[Lines of data]
━━━━━━━━━━━━━━━━━━━━
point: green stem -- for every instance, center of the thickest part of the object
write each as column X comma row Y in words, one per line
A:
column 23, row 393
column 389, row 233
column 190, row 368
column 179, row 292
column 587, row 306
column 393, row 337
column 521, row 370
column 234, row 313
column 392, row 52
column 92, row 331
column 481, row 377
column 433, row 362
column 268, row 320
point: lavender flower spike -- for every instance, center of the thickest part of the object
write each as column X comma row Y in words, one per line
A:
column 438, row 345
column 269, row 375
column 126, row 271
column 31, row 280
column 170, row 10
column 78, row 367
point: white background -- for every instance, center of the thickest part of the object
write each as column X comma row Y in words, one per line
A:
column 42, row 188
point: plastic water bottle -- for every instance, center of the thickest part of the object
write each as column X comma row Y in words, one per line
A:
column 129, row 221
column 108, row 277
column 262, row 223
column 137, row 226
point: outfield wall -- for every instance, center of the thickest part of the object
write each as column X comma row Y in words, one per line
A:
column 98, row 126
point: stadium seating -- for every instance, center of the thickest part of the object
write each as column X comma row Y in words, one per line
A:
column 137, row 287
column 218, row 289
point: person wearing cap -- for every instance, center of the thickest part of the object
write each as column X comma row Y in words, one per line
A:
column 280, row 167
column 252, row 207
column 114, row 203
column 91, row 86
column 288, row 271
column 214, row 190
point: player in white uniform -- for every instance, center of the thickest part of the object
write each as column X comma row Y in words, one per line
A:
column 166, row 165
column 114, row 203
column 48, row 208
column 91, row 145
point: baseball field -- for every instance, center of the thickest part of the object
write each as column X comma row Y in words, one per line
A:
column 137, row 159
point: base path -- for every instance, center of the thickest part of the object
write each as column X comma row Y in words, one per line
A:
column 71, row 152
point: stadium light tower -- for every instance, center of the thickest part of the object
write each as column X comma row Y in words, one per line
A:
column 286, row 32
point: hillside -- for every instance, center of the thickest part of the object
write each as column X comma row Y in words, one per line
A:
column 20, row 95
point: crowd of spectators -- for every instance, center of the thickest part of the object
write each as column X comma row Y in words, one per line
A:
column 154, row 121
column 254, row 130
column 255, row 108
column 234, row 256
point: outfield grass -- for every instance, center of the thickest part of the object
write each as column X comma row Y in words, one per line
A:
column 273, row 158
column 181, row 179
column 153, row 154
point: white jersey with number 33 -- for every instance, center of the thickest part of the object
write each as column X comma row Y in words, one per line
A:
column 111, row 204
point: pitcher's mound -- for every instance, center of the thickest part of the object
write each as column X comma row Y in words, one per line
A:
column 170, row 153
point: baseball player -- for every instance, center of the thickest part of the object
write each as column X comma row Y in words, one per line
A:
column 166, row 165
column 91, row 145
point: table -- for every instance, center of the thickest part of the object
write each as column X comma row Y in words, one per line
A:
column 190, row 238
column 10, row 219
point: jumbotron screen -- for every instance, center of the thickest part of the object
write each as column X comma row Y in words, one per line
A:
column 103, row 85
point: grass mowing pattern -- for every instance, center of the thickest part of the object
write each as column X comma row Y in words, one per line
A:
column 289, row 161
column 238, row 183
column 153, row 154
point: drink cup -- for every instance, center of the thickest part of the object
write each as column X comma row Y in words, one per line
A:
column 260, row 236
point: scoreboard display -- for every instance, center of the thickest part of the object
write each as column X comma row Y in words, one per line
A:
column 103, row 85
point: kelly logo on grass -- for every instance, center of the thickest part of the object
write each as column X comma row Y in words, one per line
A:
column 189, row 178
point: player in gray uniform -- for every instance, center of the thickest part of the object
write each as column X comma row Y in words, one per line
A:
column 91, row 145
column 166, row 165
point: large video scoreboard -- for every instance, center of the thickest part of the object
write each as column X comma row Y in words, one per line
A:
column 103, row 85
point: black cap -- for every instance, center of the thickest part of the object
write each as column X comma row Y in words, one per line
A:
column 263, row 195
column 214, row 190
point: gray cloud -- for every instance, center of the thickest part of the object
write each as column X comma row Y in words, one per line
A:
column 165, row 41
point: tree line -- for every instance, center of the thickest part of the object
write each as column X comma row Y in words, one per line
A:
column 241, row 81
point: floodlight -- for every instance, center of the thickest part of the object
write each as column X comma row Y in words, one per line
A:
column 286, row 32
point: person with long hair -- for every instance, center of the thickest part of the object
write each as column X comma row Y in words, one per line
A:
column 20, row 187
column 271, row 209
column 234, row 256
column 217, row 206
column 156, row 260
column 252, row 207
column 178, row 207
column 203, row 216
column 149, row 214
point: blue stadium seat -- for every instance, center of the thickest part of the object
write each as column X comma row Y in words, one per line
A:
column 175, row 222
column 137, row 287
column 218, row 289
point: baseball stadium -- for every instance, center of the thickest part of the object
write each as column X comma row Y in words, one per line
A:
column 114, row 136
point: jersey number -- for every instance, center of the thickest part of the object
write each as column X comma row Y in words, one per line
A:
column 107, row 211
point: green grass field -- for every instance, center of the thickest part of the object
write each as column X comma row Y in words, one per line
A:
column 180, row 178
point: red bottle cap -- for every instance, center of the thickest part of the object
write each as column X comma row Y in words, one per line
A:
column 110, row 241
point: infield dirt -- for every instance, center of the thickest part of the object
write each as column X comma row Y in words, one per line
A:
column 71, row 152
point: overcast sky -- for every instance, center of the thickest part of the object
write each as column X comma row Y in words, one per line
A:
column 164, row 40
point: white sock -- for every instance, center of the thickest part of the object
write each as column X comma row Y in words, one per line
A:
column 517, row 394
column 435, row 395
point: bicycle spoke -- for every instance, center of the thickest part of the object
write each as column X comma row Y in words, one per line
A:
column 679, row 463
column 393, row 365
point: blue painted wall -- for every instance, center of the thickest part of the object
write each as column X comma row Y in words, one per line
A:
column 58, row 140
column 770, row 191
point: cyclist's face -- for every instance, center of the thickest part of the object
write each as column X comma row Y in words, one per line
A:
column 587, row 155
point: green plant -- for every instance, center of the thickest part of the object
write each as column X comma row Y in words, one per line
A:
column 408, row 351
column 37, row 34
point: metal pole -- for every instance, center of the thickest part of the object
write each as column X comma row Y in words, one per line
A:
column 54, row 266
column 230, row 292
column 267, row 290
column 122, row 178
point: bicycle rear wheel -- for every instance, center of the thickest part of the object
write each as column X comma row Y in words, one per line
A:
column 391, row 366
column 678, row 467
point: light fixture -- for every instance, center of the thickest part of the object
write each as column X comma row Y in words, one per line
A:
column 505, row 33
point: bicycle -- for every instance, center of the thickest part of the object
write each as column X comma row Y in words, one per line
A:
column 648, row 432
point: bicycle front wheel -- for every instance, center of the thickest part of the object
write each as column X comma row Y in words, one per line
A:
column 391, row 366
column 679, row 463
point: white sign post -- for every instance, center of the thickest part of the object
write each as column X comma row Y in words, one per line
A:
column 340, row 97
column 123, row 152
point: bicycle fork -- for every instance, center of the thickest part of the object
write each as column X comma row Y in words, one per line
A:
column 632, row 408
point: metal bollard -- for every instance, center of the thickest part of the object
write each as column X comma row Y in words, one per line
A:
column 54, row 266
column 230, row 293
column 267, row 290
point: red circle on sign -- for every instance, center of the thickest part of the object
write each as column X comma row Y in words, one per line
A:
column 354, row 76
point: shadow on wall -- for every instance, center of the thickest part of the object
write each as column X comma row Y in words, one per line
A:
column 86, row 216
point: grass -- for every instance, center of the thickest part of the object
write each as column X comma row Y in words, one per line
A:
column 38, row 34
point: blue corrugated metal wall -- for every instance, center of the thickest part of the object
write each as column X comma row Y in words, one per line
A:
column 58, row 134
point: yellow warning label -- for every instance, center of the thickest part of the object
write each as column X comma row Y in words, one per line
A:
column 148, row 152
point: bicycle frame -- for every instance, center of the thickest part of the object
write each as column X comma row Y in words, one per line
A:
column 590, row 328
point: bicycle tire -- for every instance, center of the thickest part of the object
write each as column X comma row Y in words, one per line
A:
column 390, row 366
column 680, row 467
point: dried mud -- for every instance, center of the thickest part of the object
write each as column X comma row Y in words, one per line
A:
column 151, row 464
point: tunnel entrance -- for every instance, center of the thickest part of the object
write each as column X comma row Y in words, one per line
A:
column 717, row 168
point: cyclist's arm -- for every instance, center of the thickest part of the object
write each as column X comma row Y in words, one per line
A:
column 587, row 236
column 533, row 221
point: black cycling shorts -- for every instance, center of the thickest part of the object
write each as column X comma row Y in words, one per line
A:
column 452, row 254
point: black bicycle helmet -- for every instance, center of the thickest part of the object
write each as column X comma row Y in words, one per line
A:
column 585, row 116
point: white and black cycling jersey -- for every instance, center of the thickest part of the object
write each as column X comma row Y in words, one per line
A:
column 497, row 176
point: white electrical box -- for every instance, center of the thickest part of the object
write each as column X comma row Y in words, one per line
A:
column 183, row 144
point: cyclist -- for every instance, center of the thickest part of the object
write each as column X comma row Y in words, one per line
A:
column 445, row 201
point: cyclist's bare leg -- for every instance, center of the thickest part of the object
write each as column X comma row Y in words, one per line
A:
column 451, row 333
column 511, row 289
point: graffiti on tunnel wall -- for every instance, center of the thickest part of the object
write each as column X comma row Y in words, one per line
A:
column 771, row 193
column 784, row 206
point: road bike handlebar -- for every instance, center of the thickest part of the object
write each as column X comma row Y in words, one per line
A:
━━━━━━━━━━━━━━━━━━━━
PROBLEM TO SOLVE: Copy out the records above, unchanged, covering the stretch from the line that contains "point: stadium seating" through the line that contains "column 111, row 204", both of those lines included.

RESPONSE:
point: stadium seating -- for every instance, center of the thickest part of the object
write each as column X comma row Y in words, one per line
A:
column 137, row 287
column 218, row 289
point: person wearing cap -- for every instance, center of the thickest part of the object
write each as column X comma row Y in words, one per line
A:
column 280, row 167
column 252, row 207
column 114, row 203
column 91, row 86
column 288, row 271
column 214, row 190
point: player in white uniform -- for every instance, center of the thickest part of the object
write each as column X comma row Y in words, one per line
A:
column 166, row 165
column 114, row 203
column 48, row 208
column 91, row 145
point: baseball field -- for every instance, center of the thickest part of the object
write each as column X comma row Y in words, one per line
A:
column 137, row 159
point: base path -- for every instance, center of the thickest part of the object
write each as column X comma row Y in words, one per line
A:
column 71, row 152
point: stadium light tower -- for every instance, center of the thickest part of the object
write each as column X comma row Y in words, one per line
A:
column 286, row 32
point: hillside -- for every instance, center of the thickest part of the object
write each as column X comma row Y in words, one per line
A:
column 20, row 95
point: crowd of spectators -- for every instance, center of the thickest part of the object
write each as column X comma row Y in words, one per line
A:
column 154, row 121
column 254, row 130
column 255, row 108
column 234, row 256
point: outfield grass -- for every instance, center of the thickest part of the object
write each as column X comma row Y in words, one per line
A:
column 273, row 158
column 181, row 179
column 153, row 154
point: white jersey with number 33 -- for every instance, center of the thickest part of the object
write each as column X comma row Y in words, one per line
A:
column 111, row 204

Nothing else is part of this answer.